── The input ──

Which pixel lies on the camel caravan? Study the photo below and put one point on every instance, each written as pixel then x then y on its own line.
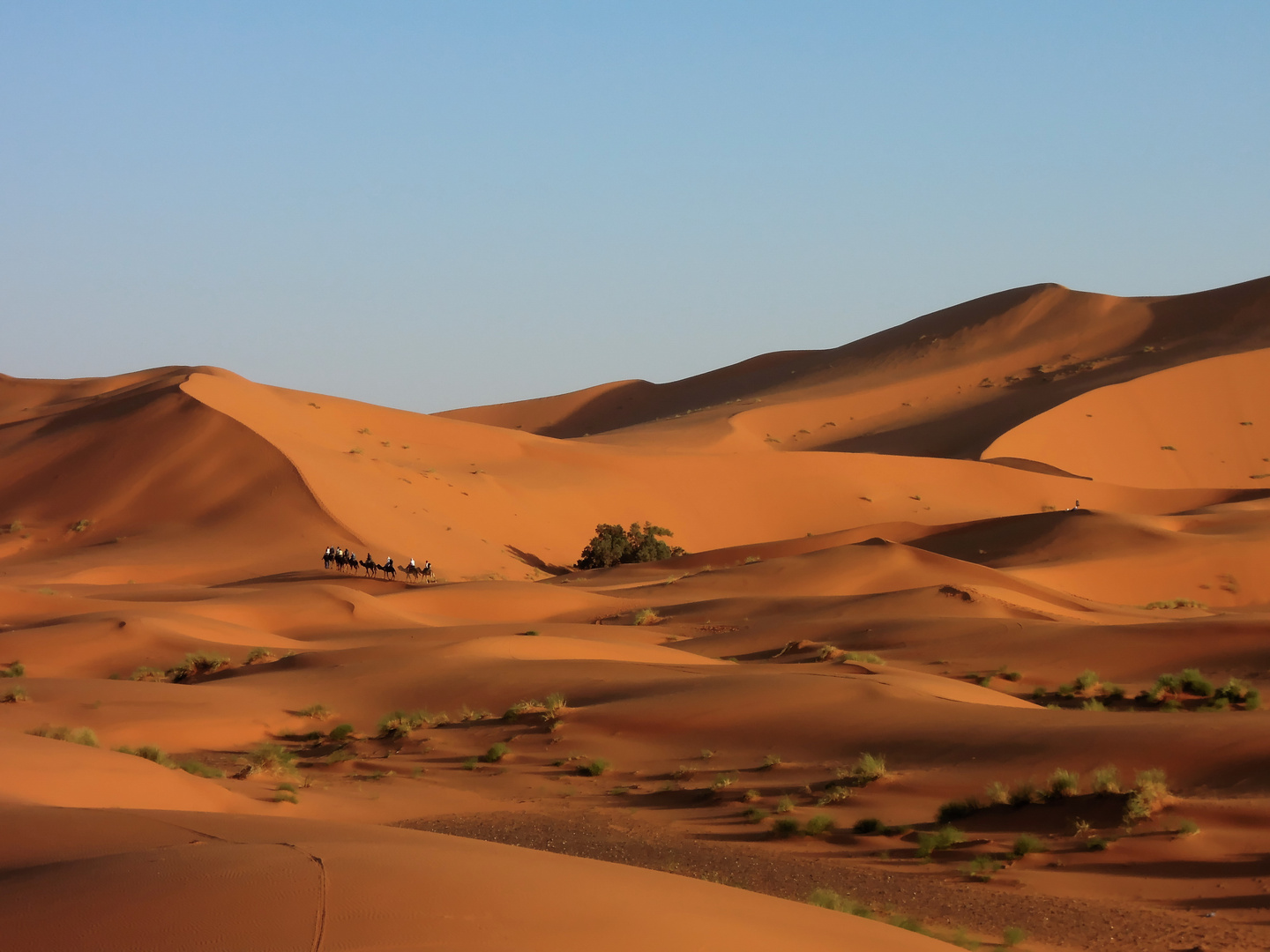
pixel 347 560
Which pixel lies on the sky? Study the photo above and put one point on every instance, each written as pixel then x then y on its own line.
pixel 437 205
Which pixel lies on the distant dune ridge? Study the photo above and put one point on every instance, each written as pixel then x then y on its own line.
pixel 969 545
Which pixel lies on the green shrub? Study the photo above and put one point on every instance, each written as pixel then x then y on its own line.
pixel 869 767
pixel 958 809
pixel 1105 779
pixel 268 758
pixel 496 753
pixel 14 695
pixel 1025 843
pixel 340 733
pixel 819 824
pixel 785 827
pixel 75 735
pixel 198 663
pixel 945 838
pixel 1086 680
pixel 612 545
pixel 1064 784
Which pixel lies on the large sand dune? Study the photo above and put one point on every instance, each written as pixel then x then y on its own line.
pixel 911 546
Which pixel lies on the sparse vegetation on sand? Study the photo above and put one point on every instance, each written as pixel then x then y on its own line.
pixel 197 663
pixel 612 545
pixel 267 758
pixel 75 735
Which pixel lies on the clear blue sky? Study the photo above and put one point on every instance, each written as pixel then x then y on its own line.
pixel 430 205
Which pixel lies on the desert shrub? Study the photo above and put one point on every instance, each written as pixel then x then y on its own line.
pixel 1012 936
pixel 869 767
pixel 340 733
pixel 403 724
pixel 198 663
pixel 1105 779
pixel 1086 681
pixel 945 838
pixel 75 735
pixel 268 758
pixel 149 752
pixel 818 824
pixel 1064 784
pixel 958 810
pixel 828 899
pixel 1022 793
pixel 785 827
pixel 496 753
pixel 612 545
pixel 1025 843
pixel 1195 683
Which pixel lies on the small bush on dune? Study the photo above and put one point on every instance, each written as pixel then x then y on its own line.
pixel 1064 784
pixel 945 838
pixel 785 827
pixel 198 663
pixel 268 758
pixel 869 767
pixel 1105 779
pixel 75 735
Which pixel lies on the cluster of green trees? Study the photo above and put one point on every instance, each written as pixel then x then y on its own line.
pixel 612 545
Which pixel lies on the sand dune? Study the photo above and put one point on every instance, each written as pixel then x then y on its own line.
pixel 886 559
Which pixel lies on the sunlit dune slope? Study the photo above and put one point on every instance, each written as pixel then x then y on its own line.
pixel 112 881
pixel 1201 424
pixel 946 383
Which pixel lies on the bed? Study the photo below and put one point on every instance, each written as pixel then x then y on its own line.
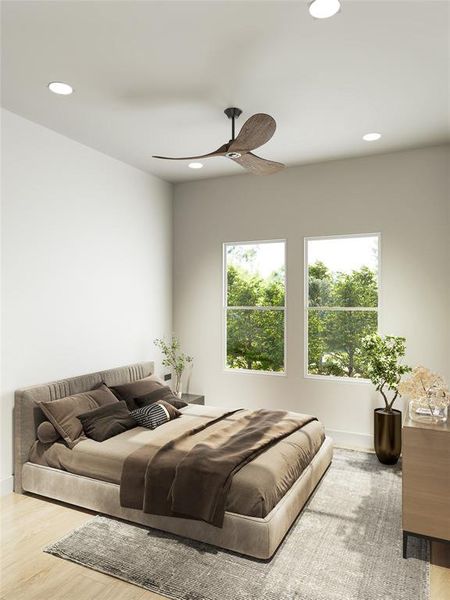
pixel 265 497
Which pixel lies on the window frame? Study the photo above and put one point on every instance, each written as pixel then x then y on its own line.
pixel 225 308
pixel 306 308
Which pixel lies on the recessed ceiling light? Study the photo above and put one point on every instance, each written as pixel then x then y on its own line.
pixel 323 9
pixel 58 87
pixel 371 137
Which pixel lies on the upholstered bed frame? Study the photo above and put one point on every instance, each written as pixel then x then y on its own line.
pixel 257 537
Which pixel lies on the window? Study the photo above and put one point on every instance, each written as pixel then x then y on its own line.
pixel 341 302
pixel 255 306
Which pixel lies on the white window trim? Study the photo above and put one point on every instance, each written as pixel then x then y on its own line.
pixel 306 309
pixel 225 308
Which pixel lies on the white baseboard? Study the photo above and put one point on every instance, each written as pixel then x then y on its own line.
pixel 6 485
pixel 350 439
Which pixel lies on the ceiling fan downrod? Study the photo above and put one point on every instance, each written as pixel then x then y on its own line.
pixel 233 113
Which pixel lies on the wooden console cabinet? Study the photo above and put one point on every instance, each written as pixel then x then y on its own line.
pixel 426 481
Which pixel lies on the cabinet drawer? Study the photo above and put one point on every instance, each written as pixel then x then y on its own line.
pixel 426 482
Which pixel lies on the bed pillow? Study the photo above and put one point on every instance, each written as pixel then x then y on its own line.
pixel 46 433
pixel 63 413
pixel 107 421
pixel 162 393
pixel 156 414
pixel 142 387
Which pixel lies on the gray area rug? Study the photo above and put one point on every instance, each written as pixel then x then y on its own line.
pixel 346 545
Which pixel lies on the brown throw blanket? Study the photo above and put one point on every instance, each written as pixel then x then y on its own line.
pixel 190 475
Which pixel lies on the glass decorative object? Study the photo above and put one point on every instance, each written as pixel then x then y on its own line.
pixel 428 410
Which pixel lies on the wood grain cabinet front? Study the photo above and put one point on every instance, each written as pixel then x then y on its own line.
pixel 426 481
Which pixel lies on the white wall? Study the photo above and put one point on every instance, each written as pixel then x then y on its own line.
pixel 403 195
pixel 86 263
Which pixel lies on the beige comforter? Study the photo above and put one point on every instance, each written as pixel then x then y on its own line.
pixel 255 489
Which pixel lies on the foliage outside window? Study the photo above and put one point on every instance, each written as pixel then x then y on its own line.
pixel 341 303
pixel 254 306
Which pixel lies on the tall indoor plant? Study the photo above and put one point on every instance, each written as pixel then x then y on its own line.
pixel 175 359
pixel 381 357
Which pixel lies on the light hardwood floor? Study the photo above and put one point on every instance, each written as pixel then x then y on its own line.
pixel 30 523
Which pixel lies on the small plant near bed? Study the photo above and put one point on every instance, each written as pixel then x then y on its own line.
pixel 174 358
pixel 381 357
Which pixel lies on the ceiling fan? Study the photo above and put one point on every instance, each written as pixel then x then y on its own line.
pixel 255 132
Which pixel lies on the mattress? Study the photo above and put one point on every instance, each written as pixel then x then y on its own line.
pixel 255 489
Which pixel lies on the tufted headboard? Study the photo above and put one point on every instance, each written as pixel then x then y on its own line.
pixel 28 415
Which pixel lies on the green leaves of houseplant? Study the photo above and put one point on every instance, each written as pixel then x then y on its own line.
pixel 381 357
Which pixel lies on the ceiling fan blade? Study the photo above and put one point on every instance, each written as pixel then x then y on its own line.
pixel 257 165
pixel 219 152
pixel 255 132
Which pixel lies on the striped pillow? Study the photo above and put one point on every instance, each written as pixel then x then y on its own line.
pixel 154 415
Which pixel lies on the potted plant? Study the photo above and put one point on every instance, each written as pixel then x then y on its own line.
pixel 175 359
pixel 381 357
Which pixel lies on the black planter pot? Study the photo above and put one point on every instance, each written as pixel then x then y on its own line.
pixel 387 435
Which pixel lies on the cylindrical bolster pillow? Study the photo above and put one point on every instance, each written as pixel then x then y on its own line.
pixel 47 433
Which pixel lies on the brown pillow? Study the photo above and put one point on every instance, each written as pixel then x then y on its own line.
pixel 46 433
pixel 129 391
pixel 162 393
pixel 107 421
pixel 63 413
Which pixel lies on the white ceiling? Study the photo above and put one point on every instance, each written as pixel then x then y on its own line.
pixel 155 77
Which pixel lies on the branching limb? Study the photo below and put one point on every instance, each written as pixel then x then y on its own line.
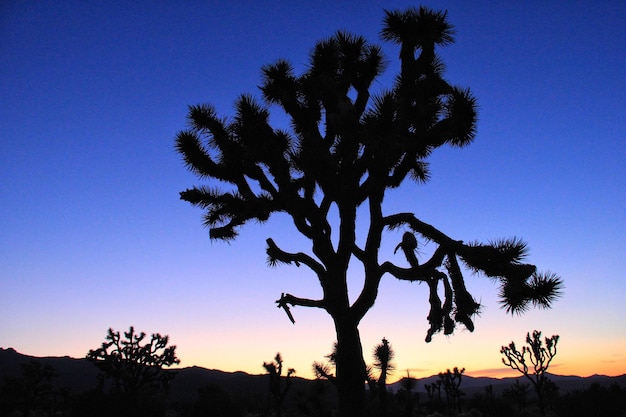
pixel 275 255
pixel 286 299
pixel 429 232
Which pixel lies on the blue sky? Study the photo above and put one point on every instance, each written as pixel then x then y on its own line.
pixel 93 235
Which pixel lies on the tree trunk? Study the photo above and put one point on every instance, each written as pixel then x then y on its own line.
pixel 350 366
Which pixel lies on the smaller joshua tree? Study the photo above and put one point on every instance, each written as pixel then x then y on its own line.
pixel 132 364
pixel 450 382
pixel 383 354
pixel 535 355
pixel 277 390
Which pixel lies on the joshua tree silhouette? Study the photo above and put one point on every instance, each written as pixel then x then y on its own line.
pixel 345 149
pixel 278 390
pixel 535 355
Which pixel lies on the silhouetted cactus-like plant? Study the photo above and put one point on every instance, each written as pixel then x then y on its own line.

───

**Do this:** Your task is to reproduce all of the material exactly. The pictures stay out.

**Written solution:**
Which pixel lies on the camel caravan? Study the photo below and put one point on every instance, each written as pixel then x then y on its own line.
pixel 347 560
Which pixel lies on the sky? Study the photo above and put one point on every instance, each written as pixel then x then y on its own line.
pixel 437 205
Which pixel lies on the distant dune ridge? Study the photo above and put one point on every instance, each written as pixel then x then y on its own line.
pixel 969 545
Which pixel lies on the green shrub? Study the photo above and put one point on every instance, each written as pixel then x then y on its own line.
pixel 869 767
pixel 958 809
pixel 1105 779
pixel 268 758
pixel 496 753
pixel 14 695
pixel 1025 843
pixel 340 733
pixel 819 824
pixel 785 827
pixel 75 735
pixel 198 663
pixel 945 838
pixel 1086 680
pixel 612 545
pixel 1064 784
Which pixel lies on the large sand dune? Study the photo above and put one point on every instance, each written as pixel then x then y on its own line.
pixel 911 546
Which pixel lies on the sparse vegetation on sand? Study the photo above and put one point on every instance, each written as pixel then x then y on its own line.
pixel 197 663
pixel 612 545
pixel 267 758
pixel 75 735
Which pixel lies on the clear blue sky? Study the photo above and put one point on every instance, each written as pixel then x then y on its own line.
pixel 430 205
Which pixel lies on the desert shrub? Study the photo above and put one point on every instance, each written as pixel then x then y on its own line.
pixel 1012 936
pixel 869 767
pixel 340 733
pixel 403 724
pixel 198 663
pixel 1105 779
pixel 1086 681
pixel 945 838
pixel 75 735
pixel 268 758
pixel 149 752
pixel 818 824
pixel 1064 784
pixel 958 810
pixel 828 899
pixel 1022 793
pixel 785 827
pixel 496 753
pixel 612 545
pixel 1025 843
pixel 1195 683
Which pixel lies on the small bush on dune? Study the photo above and put one point on every instance, each written as pixel then x then y on its own line.
pixel 1064 784
pixel 945 838
pixel 785 827
pixel 198 663
pixel 268 758
pixel 869 767
pixel 1105 779
pixel 75 735
Which pixel lies on the cluster of green trees? Study the photo above and put one point on every instance, each written as pixel then x then y on its own line.
pixel 612 545
Which pixel lies on the sand dune? Study the photo above and put one point on every instance, each written as pixel then x then y on its own line.
pixel 886 559
Which pixel lies on the sunlit dune slope? Study the photo above and put one point on every instance, each written as pixel then x then y on its own line.
pixel 112 881
pixel 1201 424
pixel 946 383
Which pixel lies on the bed? Study the photo below and put one point on every instance, each written as pixel then x then y on its own line.
pixel 265 497
Which pixel lies on the window frame? Study the photo above and put one point on every instance, each written as pixel then x then y on its own line.
pixel 225 308
pixel 306 308
Which pixel lies on the recessed ceiling light? Study the photo above and put one point on every instance, each written as pixel then x then y on its own line.
pixel 323 9
pixel 58 87
pixel 371 137
Which pixel lies on the upholstered bed frame? Study the photo above and put one point on every instance, each written as pixel then x then y on its own line.
pixel 257 537
Which pixel lies on the window? Study the photo above and put one point on every instance, each written as pixel then x then y on its own line.
pixel 341 302
pixel 255 306
Which pixel lies on the white window trim? Study the photo above and put one point on every instance, each written as pixel then x then y on its own line.
pixel 306 309
pixel 225 308
Which pixel lies on the white baseboard? Study the photo above and put one point on every instance, each written as pixel then x then y on its own line.
pixel 6 485
pixel 350 439
Which pixel lies on the ceiling fan downrod? Study the photo above and put one point on every instance, each written as pixel then x then y on its own line.
pixel 233 113
Which pixel lies on the wooden console cabinet? Study the photo above and put one point on every instance, each written as pixel then x then y on its own line.
pixel 426 481
Which pixel lies on the cabinet drawer? Study the photo above and put one point on every instance, each written as pixel then x then y on its own line.
pixel 426 482
Which pixel lies on the bed pillow? Study the photo above and put one point on every instance, each written as pixel then x then y on its own line.
pixel 46 433
pixel 63 413
pixel 107 421
pixel 162 393
pixel 156 414
pixel 142 387
Which pixel lies on the gray area rug? Study the photo above and put one point on every instance, each written as pixel then x then y on its own line.
pixel 346 545
Which pixel lies on the brown throw blanket? Study the photo above and put one point on every instance, each written as pixel then x then y on its own line.
pixel 190 475
Which pixel lies on the glass decorative object? Study the photo above and put one point on every instance, each written as pixel then x then y on its own line.
pixel 428 410
Which pixel lies on the wood grain cabinet front? Study the photo above and put one point on every instance, each written as pixel then x then y on its own line.
pixel 426 481
Which pixel lies on the white wall? Study the photo above and put one point on every instance, each written as pixel then x then y on its own line.
pixel 403 195
pixel 86 263
Which pixel lies on the beige comforter? Study the photo above and put one point on every instance, each written as pixel then x then y on its own line.
pixel 255 489
Which pixel lies on the foliage outside window? Study the photo above and put one point on every instance, each written as pixel then x then y on its own line.
pixel 341 303
pixel 254 306
Which pixel lies on the tall indoor plant? Study the photo above and put one point on every instance, each written as pixel then x then y on its own line.
pixel 175 359
pixel 381 357
Which pixel lies on the light hardwood floor? Study the photo above and put one point on every instance, each written as pixel then x then y on its own line.
pixel 30 523
Which pixel lies on the small plant near bed? Study the photo above and put one point on every instance, each written as pixel then x then y on its own line.
pixel 174 358
pixel 381 357
Which pixel lies on the ceiling fan? Study the photo above and put one point on every instance, each written as pixel then x then y on its own line.
pixel 255 132
Which pixel lies on the mattress? Study the photo above and put one point on every instance, each written as pixel then x then y on its own line.
pixel 255 489
Which pixel lies on the tufted headboard? Study the photo above and put one point on every instance, each written as pixel then x then y on its own line.
pixel 28 415
Which pixel lies on the green leaves of houseplant? Study the photo above and put one point on every instance, each written as pixel then x then y on its own line.
pixel 381 357
Which pixel lies on the ceiling fan blade? Study the photo above and put one point on every instance, each written as pixel then x then y on its own line.
pixel 257 165
pixel 219 152
pixel 255 132
Which pixel lies on the striped pillow? Study the photo above and put one point on every instance, each written as pixel then x then y on its own line.
pixel 154 415
Which pixel lies on the potted plant? Study the photo above and put one point on every instance, each written as pixel then x then y on its own line.
pixel 175 359
pixel 381 357
Which pixel lies on the black planter pot? Study the photo above and put one point on every instance, each written as pixel then x then y on its own line.
pixel 387 435
Which pixel lies on the cylindrical bolster pillow? Study the photo above and put one point on every instance, each written as pixel then x then y on its own line.
pixel 47 433
Which pixel lies on the brown pillow? Study the photo above and put one point on every instance, each written as pixel then x then y on its own line.
pixel 46 433
pixel 129 391
pixel 162 393
pixel 107 421
pixel 63 413
Which pixel lies on the white ceiling? Study the photo above and put one point on every instance, each written as pixel then x then y on its own line.
pixel 155 77
Which pixel lies on the branching limb? Study the photo below and put one point on every instance, each written as pixel then x then y on its own line.
pixel 275 255
pixel 286 299
pixel 429 232
Which pixel lies on the blue sky? Study the photo above and put one point on every instance, each written as pixel then x then y on its own line.
pixel 93 235
Which pixel lies on the tree trunk? Study the photo above and put one point on every instance, each written as pixel then x then y on its own line.
pixel 350 366
Which pixel lies on the smaller joshua tree? Study the photo above and put one point on every instance, each written as pixel then x then y on its own line.
pixel 132 364
pixel 450 382
pixel 383 354
pixel 535 355
pixel 277 390
Which pixel lies on the joshua tree silhouette? Study the photo above and put one point on every instance, each written as pixel then x then y on its own line.
pixel 345 149
pixel 278 390
pixel 535 355
Which pixel lies on the silhouetted cactus-like plant? Study the photo above and put one point on every instance, each written as pixel then x then y on its own line.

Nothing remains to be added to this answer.